Location identification entries -
● ● ● ● ● ● ●

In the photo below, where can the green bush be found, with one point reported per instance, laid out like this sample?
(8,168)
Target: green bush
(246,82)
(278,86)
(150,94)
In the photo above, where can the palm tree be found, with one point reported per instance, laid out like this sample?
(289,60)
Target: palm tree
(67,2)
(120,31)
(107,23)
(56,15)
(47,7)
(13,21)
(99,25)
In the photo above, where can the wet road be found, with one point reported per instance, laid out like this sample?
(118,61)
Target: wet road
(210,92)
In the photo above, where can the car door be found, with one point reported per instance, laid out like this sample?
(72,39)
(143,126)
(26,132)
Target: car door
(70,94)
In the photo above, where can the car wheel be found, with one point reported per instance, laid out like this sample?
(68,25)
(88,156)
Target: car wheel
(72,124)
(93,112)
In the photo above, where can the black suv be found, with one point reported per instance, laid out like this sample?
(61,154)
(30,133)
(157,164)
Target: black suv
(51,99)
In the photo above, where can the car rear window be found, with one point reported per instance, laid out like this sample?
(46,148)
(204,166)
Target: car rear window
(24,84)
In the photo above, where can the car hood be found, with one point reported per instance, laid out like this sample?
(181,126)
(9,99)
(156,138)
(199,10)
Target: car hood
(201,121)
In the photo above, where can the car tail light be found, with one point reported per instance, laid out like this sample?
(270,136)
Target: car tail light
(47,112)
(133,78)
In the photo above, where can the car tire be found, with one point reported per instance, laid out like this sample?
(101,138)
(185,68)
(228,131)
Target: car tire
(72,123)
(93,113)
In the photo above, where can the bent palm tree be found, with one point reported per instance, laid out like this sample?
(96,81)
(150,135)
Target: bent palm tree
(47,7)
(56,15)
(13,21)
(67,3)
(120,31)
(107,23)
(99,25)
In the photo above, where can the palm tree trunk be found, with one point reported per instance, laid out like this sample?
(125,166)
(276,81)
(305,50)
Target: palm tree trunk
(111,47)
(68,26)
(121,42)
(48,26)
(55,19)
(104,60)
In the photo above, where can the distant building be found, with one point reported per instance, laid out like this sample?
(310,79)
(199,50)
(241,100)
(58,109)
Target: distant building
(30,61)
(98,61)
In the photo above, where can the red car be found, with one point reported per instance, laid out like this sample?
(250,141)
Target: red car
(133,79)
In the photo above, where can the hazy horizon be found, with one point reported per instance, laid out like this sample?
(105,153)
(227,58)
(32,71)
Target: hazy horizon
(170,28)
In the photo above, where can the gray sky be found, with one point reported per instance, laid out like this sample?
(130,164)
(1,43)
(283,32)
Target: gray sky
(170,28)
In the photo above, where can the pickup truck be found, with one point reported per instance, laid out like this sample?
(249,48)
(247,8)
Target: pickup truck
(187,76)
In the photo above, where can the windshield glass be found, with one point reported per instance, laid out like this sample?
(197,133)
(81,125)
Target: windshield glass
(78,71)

● ● ● ● ● ● ●

What the exercise asks - Copy the items above word for word. Begin at the line that contains "In the photo above, where can the gray" and continue through the end of the items.

Solution to this task -
In the photo above, where can the gray sky be found, with one point reported per instance, laid out like this sample?
(130,164)
(1,43)
(283,32)
Target: gray sky
(170,28)
In the photo above, where can the pickup truck be found, with one point reported per instance, laid out like this sample?
(249,48)
(247,8)
Target: pickup truck
(187,76)
In the photo above, where can the windshield glass be found, with one point reported per instance, laid out like this sample?
(197,133)
(81,125)
Target: windshield glass
(78,71)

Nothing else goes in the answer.